[Set exercise] Please repeat all of the material below word for word, leaving out any images.

-- -- --

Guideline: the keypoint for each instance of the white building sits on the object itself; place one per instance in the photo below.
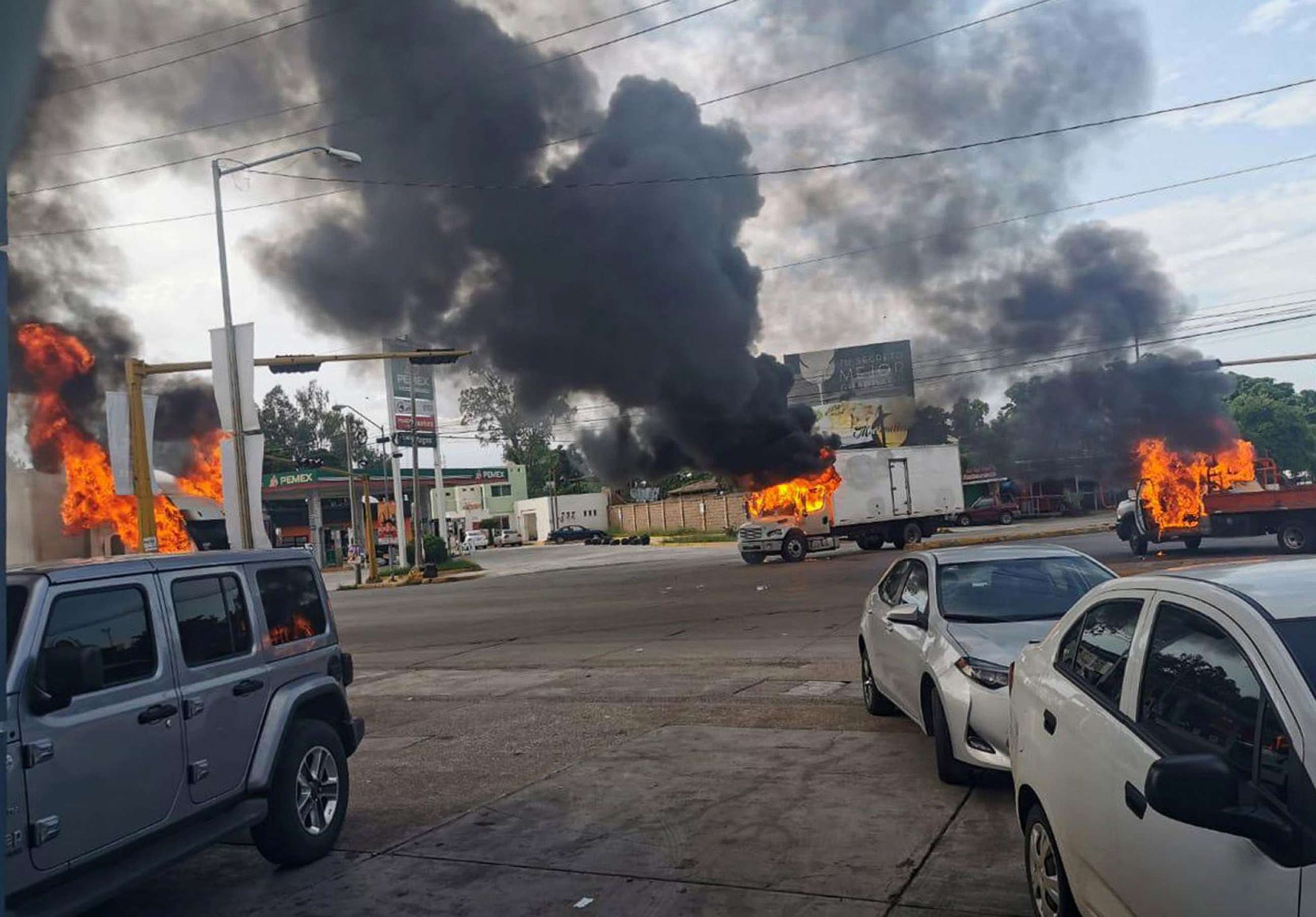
(536, 519)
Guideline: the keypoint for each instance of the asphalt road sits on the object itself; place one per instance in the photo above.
(677, 735)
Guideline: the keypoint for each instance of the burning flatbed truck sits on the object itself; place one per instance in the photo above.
(1230, 495)
(872, 497)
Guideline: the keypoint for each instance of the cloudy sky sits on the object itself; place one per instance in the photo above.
(1235, 248)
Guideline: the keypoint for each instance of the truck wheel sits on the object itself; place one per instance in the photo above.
(794, 548)
(308, 796)
(910, 533)
(1294, 536)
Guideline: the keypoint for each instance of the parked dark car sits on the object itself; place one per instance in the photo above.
(574, 533)
(989, 510)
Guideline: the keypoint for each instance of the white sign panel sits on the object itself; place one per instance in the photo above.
(120, 435)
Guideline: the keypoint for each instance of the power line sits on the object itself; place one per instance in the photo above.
(194, 54)
(179, 41)
(350, 120)
(799, 170)
(1006, 221)
(590, 25)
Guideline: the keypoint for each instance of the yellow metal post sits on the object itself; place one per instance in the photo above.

-- -- --

[Solution below]
Guideline: the keypoint for each instance of the white building sits on the object itself; place one per instance in the photo below.
(536, 519)
Guideline: the keypoint for each instance of the asphalt road sits on the object itself; place one per instance in the photo above.
(677, 735)
Guideline: the keypoint for each instance of the burning flatbed truck sits on the object itself; place one per instance in the photo above.
(1230, 495)
(872, 497)
Guideline: the keypoint for each instance of the cloudy sky sits on the object itself; place one per instance in the photo above.
(1235, 248)
Guideline: the keypoint for each instance of the truck wheel sits on the object itself; place one per instance in the photo above.
(794, 548)
(308, 796)
(910, 533)
(1294, 536)
Guideline: the keypoint for each instance of the parked dark car sits on the object itself; place one per instance in the photo above.
(574, 533)
(989, 510)
Guideline: the keypoint for each instance of the white sign panel sits on the object itself; place one per instance in the photo above.
(120, 435)
Guideline: the keypoint for each instance of the power line sits on the object itself; place one per instance in the photo above.
(194, 54)
(179, 41)
(350, 120)
(799, 170)
(1006, 221)
(590, 25)
Guideline: the keypoint for each instance of the yellow metal post sits on the object itself; place one per instance in the photo above.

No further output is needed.